=== Entries ===
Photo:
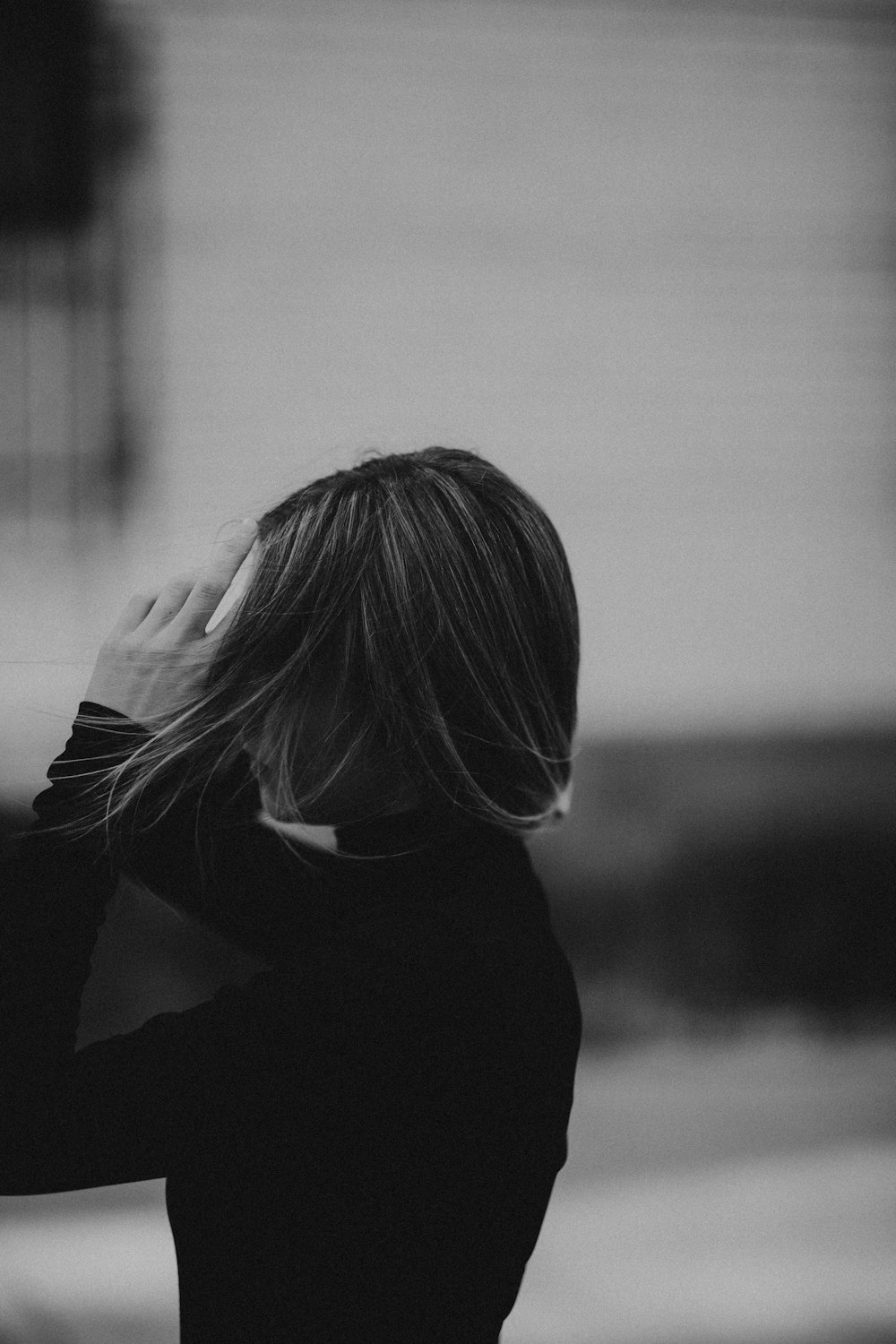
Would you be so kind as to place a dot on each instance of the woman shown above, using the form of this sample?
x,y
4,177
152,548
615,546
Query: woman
x,y
360,1142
===
§ What you should do: Please arrange every line of the listing above as a numbered list, omitting blank lines and the pictures.

§ The solution:
1. Photo:
2. Would you be so kind as to place a dot on each instance of the woman shown above, using the form of this sample?
3. x,y
4. 4,177
5. 152,548
6. 615,546
7. Query: woman
8. x,y
9. 360,1142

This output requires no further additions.